■ Goal A:
Locate each line in the entries that contains the word "every" and copy those lines.

■ Given passage:
----
THE KURUMA.
Wearied by the novelty, every detail of which, however, was known to us before, we walked back in the white, milky sunset, which was like a brilliant twilight.
July 5.
We made our first visit to town yesterday; that is to say, we went to Tokio, which is about twenty miles off. Of course we took our jinrikishas at the door of the hotel, and passing through the wide Yokohama streets, saw the semi-European houses, some with high garden walls in which are small doors: there are sidewalks, too, and European shops, and Colonial buildings, post-office, and telegraph office; and the Japanese kura, or storehouses—heavy tile-roofed buildings with black and white earthen surfaces, the black polished to a glaze, as was done with Greek and Etruscan vases. They have deep windows or doors, recessed like our safes, with a great air of solidity, which contrasts with that temporary wooden structure, the usual Japanese house. I came near saying that the little railway station is like ours; but it is better than most of ours, with neat arrangements. We entered the little cars; I noticed, in the third class, Japanese curled up on the seats. The grade is as level as a table, the landscape is lovely, and we saw the shapes we know so well in the prints—the curious shapes of the Japanese pines; little temples on the hillside; and rice-fields with their network of causeways, occasionally a horse or a peasant threading them. The land is cultivated like a garden, the lotus leaves fill the ditches, and one or two pink flowers are just out. From time to time we saw stretches of blue sea. And once, for an instant, as I looked up into the hazy, clouded sky, far beyond the hills, that were lost in the mist into which the rice-field stretched, I saw a pale, clear blue opening in which was an outline more distinct, something very pure, the edge of a mountain, looking as if it belonged to another world than the dewy moist one in which we are—the cone of Fusi-yama.
On passing through the station, very much like the other with its various arrangements for comfort and order,—first-, second-, and third-class rooms and so forth,—we met a crowd of jinrikishas with their runners, or, as my friends tell me to call them, kuruma and kurumaya, every man clamoring for patronage in the usual way of the hackman.
We selected as a leader Chojiro, who speaks English—a little; is a traveled man, having gone as far as Constantinople; wears the old-fashioned queue, flattened forward over the top of his shaven head; and whose naked feet were to run through the day over newly-macadamized roads, for which a horse would need to be well shod. A little way from us, on the square, stood the car of the tramway, which runs as far as Asakusa, to the great popular temples of protecting divinities, Kuwanon and Jizo,—and Benten, from whose shrine flowed one day copper coins as if from a fountain,—where Buddhist sermons are preached daily; which are full of innumerable images, pictures, and ex-votos; and where prayer-wheels, duly turned, helped the worshiper to be free from annoying sins, or to obtain his desires.
How shall I describe our ride through the enormous city? We were going far across it to call on Professor F——, the great authority on Japanese art, and to be delighted and instructed by him through some fragments of his collection.
----
■ Supplied data:
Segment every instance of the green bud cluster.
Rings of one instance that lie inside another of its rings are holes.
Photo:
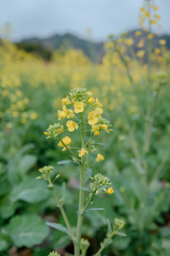
[[[60,256],[60,254],[58,254],[57,252],[50,252],[48,256]]]
[[[43,178],[45,178],[45,179],[48,179],[47,178],[49,176],[49,174],[53,171],[53,167],[51,165],[46,165],[42,168],[39,169],[39,172],[42,173],[42,176]]]
[[[73,89],[69,93],[71,99],[74,101],[81,101],[82,102],[87,102],[90,97],[90,95],[88,93],[86,88],[76,88]]]
[[[81,252],[81,256],[85,256],[87,254],[87,251],[90,246],[90,243],[88,240],[81,238],[80,241],[80,250]]]
[[[47,132],[45,132],[45,134],[48,136],[47,139],[52,138],[52,136],[55,138],[64,131],[64,127],[59,123],[54,124],[53,125],[50,124],[46,131]]]
[[[90,184],[90,188],[93,193],[95,193],[97,190],[103,186],[110,186],[111,183],[109,183],[110,179],[108,177],[102,175],[101,173],[96,174],[94,178],[90,178],[94,182]]]
[[[120,219],[115,218],[115,225],[114,225],[115,230],[115,231],[120,230],[124,227],[125,224],[125,223],[123,220],[120,220]]]
[[[112,125],[110,124],[110,121],[107,120],[106,118],[103,118],[99,117],[98,124],[105,124],[108,125],[108,127],[111,127]]]

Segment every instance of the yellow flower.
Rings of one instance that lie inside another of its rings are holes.
[[[152,39],[153,38],[153,34],[149,34],[148,35],[148,39]]]
[[[96,113],[95,111],[92,111],[89,113],[88,116],[88,123],[92,125],[97,124],[98,122],[98,118],[96,116]]]
[[[157,23],[157,22],[156,22],[156,20],[150,20],[150,23],[151,23],[152,25],[155,25],[155,24]]]
[[[125,43],[127,45],[132,45],[134,44],[134,40],[132,38],[127,38],[125,40]]]
[[[159,40],[159,42],[162,45],[165,45],[166,44],[166,42],[164,39],[160,39],[160,40]]]
[[[70,138],[69,136],[66,136],[66,137],[63,138],[63,139],[62,139],[62,141],[64,142],[64,143],[66,146],[69,147],[69,146],[70,145],[71,140],[71,138]],[[59,141],[59,142],[58,146],[59,146],[59,147],[63,147],[62,151],[67,150],[67,148],[65,148],[64,145],[62,144],[62,143],[61,141]]]
[[[159,49],[159,48],[155,48],[155,52],[157,54],[159,54],[160,52],[160,49]]]
[[[91,92],[87,92],[87,93],[89,95],[90,95],[90,96],[92,96],[92,93]]]
[[[69,132],[73,132],[75,129],[77,130],[78,128],[78,124],[73,121],[67,121],[66,125]]]
[[[74,114],[72,109],[67,109],[67,118],[74,118],[75,117],[75,115]]]
[[[88,100],[87,104],[92,103],[92,102],[94,102],[94,100],[95,100],[95,99],[94,99],[94,97],[90,97],[90,98],[89,100]]]
[[[145,44],[145,39],[142,38],[140,40],[139,43],[138,44],[138,47],[142,48]]]
[[[77,102],[74,104],[74,112],[76,113],[83,112],[84,110],[83,102]]]
[[[74,117],[74,114],[72,109],[67,109],[66,106],[63,105],[62,110],[58,110],[58,120],[60,120],[61,118],[66,117],[67,118],[72,118]]]
[[[100,117],[101,115],[103,113],[103,110],[101,108],[96,108],[95,112],[96,113],[97,116]]]
[[[44,134],[46,135],[46,136],[50,136],[50,133],[48,133],[47,132],[44,132]]]
[[[99,124],[98,125],[100,128],[102,128],[105,131],[107,131],[108,129],[108,125],[107,124]]]
[[[68,96],[67,96],[66,98],[63,98],[61,102],[62,105],[70,105],[71,104],[71,101],[69,99]]]
[[[29,118],[31,120],[34,120],[38,117],[38,115],[36,112],[32,112],[30,114]]]
[[[100,153],[97,154],[97,157],[96,158],[96,162],[101,162],[104,159],[104,157],[103,156],[102,156]]]
[[[61,120],[61,118],[64,118],[64,117],[66,117],[67,113],[67,111],[66,106],[65,105],[64,105],[62,106],[62,110],[61,110],[61,111],[58,110],[58,116],[59,116],[58,120]]]
[[[145,51],[143,50],[141,50],[141,51],[138,51],[138,52],[136,52],[136,56],[138,58],[143,58],[145,54]]]
[[[153,9],[154,10],[154,11],[157,11],[159,9],[159,7],[155,5],[154,6],[153,6]]]
[[[106,190],[105,193],[106,194],[112,194],[113,193],[114,193],[114,190],[113,189],[113,188],[111,187],[108,190]]]
[[[92,132],[95,133],[95,132],[98,131],[99,131],[99,126],[97,124],[94,124],[92,125],[92,129],[91,129]]]
[[[82,148],[78,154],[79,157],[81,157],[81,156],[85,156],[85,153],[87,153],[87,151],[85,149],[85,148]]]
[[[98,106],[99,107],[103,106],[102,104],[99,102],[98,98],[96,98],[96,102],[94,103],[94,107],[96,107],[96,106]]]
[[[146,12],[145,14],[148,18],[150,18],[150,13],[148,13],[148,12]]]
[[[140,31],[139,30],[135,32],[135,35],[136,36],[140,36],[141,34],[142,31]]]

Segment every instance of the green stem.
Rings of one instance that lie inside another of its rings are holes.
[[[81,117],[81,148],[84,147],[84,124],[82,113],[80,113]],[[84,206],[84,191],[81,189],[85,186],[85,156],[83,156],[80,164],[80,184],[79,192],[79,205],[78,212],[81,212]],[[74,256],[80,256],[80,240],[81,236],[81,228],[83,224],[83,215],[78,215],[77,229],[76,229],[76,244],[74,245]]]
[[[90,196],[89,197],[89,200],[87,201],[86,205],[85,205],[84,208],[81,210],[81,214],[83,214],[85,212],[85,211],[87,210],[88,206],[89,205],[89,204],[90,204],[90,202],[92,202],[93,199],[93,194],[92,194],[90,195]]]
[[[48,177],[48,182],[49,182],[49,184],[50,185],[52,185],[52,180],[51,180],[50,177]],[[60,200],[59,200],[59,197],[57,196],[57,194],[56,194],[56,193],[55,193],[55,191],[53,188],[52,189],[52,193],[53,193],[53,195],[55,198],[56,199],[56,201],[57,201],[57,202],[58,204],[59,207],[60,208],[60,210],[61,214],[62,215],[62,217],[64,218],[65,224],[66,224],[66,227],[67,227],[67,229],[69,230],[69,234],[70,234],[70,236],[71,236],[71,237],[72,238],[72,240],[73,241],[75,241],[76,237],[75,237],[74,234],[73,234],[73,231],[71,230],[71,227],[70,226],[70,224],[69,224],[69,220],[67,219],[67,215],[66,214],[66,212],[65,212],[65,211],[64,209],[64,207],[62,206],[62,204],[61,202],[60,201]]]
[[[68,150],[69,152],[69,153],[71,154],[71,156],[73,156],[73,157],[76,158],[76,159],[78,161],[78,163],[80,162],[80,160],[79,158],[78,158],[78,157],[74,154],[74,153],[73,153],[71,149],[64,143],[64,142],[63,142],[62,140],[60,138],[60,137],[59,136],[57,136],[59,139],[59,140],[61,141],[62,144],[66,148],[67,148],[67,150]]]
[[[114,235],[117,234],[117,233],[118,233],[117,232],[113,230],[113,232],[112,232],[110,236],[108,236],[107,237],[107,238],[108,238],[108,239],[111,239],[113,237],[113,236]],[[104,239],[103,240],[103,242],[101,243],[101,244],[102,244],[101,247],[100,249],[97,252],[97,253],[95,254],[95,256],[99,256],[99,255],[100,255],[101,253],[103,251],[103,250],[104,250],[105,248],[106,248],[106,247],[109,245],[109,244],[108,244],[107,243],[104,243]]]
----
■ Goal B:
In the Japan travel account, how does Chojiro wear his hair?

■ Written answer A:
Segment every instance of the green bud cluster.
Segment every instance of the yellow flower.
Segment every instance of the green stem.

■ Written answer B:
He wears the old-fashioned queue, flattened forward over the top of his shaven head.